--- START ---
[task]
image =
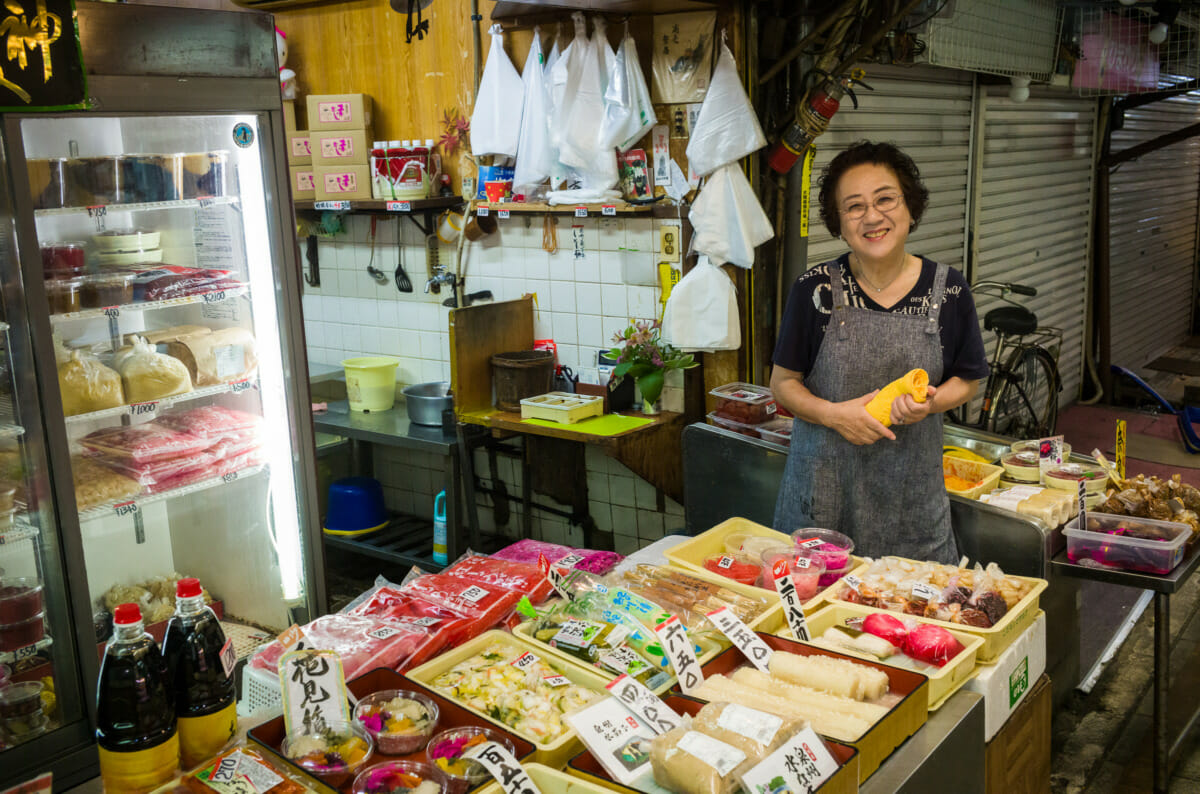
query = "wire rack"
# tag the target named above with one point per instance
(1015, 37)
--- END ---
(Description of the task): Since pictures are not part of the copy, set down only the remaining data exactly.

(Answer):
[task]
image =
query = "wire rack"
# tag the target named above with one point per instance
(1015, 37)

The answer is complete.